Extrait cité:

▽

Nathalie SAINT-CRICQ
François HOLLANDE, on entend Nicolas SARKOZY faire quasiment chaque jour une nouvelle proposition, est-ce qu’on peut considérer, avec vous, que vous avez une bonne fois pour toutes mis tout sur la table, il y a quelque temps, et qu’il n’y aura plus de surprise ?

François HOLLANDE
Mais je ne suis pas un candidat pochette surprises !

Nathalie SAINT-CRICQ
Non, mais je n’ai pas dit ça !

François HOLLANDE
Vous avez bien compris ! Je ne vais pas venir avec ma poche en disant : tiens, j’en ai trouvé une dernière pour vous convaincre, pour la route avant le premier tour, une bonne ! Donc, vous vous méfieriez, vous diriez : non, quand même, ce candidat n’est pas sérieux !

Nathalie SAINT-CRICQ
Je ne sais pas…

François HOLLANDE
Je ne sais pas si vous le pensez du candidat dont vous avez parlé, mais enfin, entre les deux tours, si je vais sortir une nouvelle proposition…

Nathalie SAINT-CRICQ
Mais je vous le demande, c’est la question…

François HOLLANDE
Non ! Moi, j’ai un cap, je m’y tiens, j’ai une cohérence, et je ne change pas. Je ne suis pas dans le zigzag…

David PUJADAS
Vous avez des sondages à nous montrer.

△

Consignes:
(A) Résumez en une phrase la réplique de l'extrait qui commence par « Vous avez bien compris ! Je ne vais pas venir », en conservant l'essentiel.
(B) Dans l'extrait, comment François Hollande justifie-t-il, dans la réplique commençant par « Non ! Moi, j'ai un cap », qu'il ne fera pas de nouvelle proposition ?
La liste qui suit n'a aucun lien avec l'extrait.

Données:
▽

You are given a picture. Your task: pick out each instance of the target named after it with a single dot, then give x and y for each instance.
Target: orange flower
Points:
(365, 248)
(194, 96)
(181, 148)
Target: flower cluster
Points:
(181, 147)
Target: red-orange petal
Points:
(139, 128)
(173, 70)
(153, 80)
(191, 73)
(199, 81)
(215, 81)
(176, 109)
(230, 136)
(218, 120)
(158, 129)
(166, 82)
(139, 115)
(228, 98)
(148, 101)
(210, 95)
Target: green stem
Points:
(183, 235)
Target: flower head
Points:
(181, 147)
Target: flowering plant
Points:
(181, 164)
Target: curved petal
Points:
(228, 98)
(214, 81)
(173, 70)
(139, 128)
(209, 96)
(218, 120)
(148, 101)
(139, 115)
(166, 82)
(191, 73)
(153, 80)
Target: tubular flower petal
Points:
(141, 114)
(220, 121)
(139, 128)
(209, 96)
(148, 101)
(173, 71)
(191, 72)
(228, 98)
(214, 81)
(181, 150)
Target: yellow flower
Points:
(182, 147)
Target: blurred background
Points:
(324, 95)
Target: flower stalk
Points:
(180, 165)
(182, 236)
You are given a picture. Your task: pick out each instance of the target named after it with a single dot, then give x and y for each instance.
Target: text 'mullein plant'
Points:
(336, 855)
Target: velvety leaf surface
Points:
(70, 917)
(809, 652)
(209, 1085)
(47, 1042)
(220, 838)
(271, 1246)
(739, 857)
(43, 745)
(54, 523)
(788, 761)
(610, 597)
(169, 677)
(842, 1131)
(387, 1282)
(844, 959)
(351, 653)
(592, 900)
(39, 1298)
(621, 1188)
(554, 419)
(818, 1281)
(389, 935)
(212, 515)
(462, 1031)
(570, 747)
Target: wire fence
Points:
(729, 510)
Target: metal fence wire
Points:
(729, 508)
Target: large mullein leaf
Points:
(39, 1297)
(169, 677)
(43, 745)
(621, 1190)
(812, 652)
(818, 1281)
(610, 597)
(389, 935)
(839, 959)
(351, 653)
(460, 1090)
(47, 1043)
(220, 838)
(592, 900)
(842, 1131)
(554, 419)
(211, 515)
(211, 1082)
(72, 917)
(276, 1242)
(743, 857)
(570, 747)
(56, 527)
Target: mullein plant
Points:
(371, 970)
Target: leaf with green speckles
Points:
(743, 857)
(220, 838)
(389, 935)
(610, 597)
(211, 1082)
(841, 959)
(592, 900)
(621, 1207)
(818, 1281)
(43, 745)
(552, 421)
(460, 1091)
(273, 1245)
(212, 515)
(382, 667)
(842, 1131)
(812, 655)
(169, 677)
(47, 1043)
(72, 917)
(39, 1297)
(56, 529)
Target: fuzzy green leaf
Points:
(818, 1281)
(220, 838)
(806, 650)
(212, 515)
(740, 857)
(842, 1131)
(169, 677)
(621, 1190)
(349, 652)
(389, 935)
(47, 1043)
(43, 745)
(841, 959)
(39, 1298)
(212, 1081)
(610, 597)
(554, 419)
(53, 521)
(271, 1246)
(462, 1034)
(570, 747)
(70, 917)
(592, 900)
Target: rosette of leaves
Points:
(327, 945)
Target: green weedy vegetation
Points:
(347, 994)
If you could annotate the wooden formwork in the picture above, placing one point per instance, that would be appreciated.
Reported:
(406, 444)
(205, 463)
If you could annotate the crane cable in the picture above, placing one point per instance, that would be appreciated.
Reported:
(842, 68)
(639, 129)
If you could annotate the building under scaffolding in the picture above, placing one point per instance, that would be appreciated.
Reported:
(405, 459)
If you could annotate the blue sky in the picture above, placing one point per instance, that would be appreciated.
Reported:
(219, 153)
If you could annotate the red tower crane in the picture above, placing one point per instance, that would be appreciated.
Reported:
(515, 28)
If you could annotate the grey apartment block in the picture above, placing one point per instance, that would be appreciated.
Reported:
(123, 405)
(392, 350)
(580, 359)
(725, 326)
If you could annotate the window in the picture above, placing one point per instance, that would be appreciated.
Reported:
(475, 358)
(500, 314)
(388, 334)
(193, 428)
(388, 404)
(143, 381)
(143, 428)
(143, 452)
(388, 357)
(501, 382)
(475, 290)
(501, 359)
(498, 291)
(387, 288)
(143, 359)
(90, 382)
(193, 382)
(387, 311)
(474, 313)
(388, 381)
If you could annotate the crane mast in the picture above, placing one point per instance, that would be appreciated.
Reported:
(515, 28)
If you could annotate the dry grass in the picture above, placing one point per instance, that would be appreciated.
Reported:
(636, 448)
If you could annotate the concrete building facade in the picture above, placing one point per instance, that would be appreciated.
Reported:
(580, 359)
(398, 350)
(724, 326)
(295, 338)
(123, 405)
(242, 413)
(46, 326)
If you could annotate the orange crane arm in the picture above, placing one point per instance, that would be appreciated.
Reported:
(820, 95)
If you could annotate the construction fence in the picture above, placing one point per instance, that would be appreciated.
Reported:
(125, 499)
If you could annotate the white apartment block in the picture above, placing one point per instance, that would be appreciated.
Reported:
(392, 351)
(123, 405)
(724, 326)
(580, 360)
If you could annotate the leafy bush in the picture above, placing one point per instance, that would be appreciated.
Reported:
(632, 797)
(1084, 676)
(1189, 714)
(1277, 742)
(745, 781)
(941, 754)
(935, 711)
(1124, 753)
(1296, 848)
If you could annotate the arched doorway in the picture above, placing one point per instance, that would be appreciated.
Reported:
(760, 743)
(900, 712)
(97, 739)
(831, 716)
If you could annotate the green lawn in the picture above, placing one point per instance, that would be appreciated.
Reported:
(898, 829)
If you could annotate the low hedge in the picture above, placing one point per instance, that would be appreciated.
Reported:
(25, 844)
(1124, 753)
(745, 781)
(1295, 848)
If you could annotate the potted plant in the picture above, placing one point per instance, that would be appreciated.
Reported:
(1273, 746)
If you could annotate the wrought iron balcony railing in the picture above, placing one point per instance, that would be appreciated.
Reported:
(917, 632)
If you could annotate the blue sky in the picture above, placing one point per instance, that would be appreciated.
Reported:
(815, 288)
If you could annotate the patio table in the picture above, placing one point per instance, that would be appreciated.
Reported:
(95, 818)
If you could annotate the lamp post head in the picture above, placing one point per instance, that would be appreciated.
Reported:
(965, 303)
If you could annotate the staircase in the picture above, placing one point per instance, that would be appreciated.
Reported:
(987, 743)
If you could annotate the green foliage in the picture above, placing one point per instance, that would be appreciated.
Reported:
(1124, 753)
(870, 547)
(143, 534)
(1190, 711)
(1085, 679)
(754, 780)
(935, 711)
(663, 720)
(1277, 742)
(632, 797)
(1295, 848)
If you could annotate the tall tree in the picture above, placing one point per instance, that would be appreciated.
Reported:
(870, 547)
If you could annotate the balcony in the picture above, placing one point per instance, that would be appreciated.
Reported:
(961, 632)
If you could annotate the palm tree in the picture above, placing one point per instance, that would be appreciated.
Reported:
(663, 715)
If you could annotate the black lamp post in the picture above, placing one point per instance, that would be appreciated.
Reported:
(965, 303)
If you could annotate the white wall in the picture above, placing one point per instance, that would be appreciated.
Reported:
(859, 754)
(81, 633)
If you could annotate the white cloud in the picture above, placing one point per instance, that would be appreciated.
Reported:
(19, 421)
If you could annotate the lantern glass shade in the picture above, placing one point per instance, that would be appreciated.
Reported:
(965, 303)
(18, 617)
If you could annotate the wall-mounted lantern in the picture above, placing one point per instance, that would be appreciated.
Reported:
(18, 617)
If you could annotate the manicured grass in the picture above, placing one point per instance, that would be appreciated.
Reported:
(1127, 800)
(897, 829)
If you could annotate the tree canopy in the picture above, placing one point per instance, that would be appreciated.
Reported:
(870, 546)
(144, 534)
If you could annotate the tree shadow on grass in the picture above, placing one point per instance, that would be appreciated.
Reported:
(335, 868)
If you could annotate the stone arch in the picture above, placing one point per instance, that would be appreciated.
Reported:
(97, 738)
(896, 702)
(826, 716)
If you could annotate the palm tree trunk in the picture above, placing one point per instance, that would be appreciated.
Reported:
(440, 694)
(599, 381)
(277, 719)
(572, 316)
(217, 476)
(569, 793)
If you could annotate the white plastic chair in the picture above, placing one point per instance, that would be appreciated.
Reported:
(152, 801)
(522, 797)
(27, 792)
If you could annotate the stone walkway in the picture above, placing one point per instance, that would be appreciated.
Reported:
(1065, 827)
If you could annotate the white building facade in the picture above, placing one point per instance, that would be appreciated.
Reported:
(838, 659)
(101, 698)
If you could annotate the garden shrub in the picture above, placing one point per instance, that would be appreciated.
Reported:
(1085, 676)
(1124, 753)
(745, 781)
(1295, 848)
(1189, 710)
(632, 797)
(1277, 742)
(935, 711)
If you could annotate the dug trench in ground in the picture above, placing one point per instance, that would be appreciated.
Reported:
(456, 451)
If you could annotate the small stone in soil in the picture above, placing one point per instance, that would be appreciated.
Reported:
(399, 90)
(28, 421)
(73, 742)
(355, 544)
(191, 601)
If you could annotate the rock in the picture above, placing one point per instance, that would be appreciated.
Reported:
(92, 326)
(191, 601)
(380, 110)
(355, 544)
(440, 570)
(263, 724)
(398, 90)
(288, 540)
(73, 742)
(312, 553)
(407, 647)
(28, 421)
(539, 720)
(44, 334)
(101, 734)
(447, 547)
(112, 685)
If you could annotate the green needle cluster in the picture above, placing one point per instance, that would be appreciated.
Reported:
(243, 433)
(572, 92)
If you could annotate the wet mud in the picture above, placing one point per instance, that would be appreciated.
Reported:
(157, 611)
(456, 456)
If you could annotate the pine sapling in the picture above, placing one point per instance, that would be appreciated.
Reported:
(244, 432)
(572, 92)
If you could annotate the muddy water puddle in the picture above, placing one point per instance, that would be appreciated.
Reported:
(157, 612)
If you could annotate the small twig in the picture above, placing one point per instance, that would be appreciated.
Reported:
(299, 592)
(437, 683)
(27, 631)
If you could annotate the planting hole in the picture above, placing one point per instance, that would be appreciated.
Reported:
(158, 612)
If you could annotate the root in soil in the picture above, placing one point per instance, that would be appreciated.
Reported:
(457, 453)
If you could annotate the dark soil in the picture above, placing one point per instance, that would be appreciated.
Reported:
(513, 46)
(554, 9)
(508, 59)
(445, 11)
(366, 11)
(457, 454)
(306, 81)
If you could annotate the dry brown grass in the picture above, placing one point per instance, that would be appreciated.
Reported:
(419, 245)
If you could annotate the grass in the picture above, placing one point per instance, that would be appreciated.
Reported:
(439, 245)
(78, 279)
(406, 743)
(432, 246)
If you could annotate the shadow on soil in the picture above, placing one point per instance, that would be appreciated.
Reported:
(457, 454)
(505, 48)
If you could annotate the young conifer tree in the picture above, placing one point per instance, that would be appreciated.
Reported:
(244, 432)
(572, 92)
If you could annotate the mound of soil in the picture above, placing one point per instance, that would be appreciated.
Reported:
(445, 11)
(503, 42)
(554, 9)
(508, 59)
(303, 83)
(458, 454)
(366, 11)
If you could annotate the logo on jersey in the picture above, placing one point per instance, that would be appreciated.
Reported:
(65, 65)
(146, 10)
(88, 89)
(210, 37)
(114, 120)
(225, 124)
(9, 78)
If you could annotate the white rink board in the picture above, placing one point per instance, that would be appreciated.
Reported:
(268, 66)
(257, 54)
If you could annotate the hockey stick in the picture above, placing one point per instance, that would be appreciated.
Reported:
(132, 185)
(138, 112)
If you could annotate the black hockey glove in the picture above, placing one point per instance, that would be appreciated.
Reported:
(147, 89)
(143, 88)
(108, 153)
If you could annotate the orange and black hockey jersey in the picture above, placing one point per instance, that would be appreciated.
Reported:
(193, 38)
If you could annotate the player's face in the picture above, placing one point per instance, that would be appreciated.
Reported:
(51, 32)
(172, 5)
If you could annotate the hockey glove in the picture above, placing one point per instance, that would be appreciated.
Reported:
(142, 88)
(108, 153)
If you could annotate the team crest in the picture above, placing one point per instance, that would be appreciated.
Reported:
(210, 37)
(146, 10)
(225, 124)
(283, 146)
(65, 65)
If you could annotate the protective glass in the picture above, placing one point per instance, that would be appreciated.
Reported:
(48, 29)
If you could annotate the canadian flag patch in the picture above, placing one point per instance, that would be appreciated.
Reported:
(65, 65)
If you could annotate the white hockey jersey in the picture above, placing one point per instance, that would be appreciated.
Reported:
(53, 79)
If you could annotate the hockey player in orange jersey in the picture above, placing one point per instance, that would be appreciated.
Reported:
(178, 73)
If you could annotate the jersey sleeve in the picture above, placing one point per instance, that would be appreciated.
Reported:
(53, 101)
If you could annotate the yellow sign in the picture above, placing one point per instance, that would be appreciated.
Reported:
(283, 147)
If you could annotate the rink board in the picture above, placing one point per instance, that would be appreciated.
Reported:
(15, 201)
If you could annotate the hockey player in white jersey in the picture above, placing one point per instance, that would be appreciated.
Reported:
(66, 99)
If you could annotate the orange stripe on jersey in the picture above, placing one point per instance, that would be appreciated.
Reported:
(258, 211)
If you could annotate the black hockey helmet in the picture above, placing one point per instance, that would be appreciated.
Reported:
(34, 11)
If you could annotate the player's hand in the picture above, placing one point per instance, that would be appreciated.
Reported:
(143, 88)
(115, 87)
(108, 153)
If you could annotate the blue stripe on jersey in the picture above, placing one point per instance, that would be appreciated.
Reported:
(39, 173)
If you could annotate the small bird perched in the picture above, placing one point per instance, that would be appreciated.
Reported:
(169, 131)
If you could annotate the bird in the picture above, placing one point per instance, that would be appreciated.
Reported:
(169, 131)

△

Corrigés:
(A) François Hollande refuse de sortir de sa poche une dernière proposition pour convaincre avant le premier tour, car la journaliste s'en méfierait et jugerait ce candidat peu sérieux.

(B) Il affirme avoir un cap auquel il se tient et une cohérence qui fait qu'il ne change pas. Il refuse d'être « dans le zigzag ».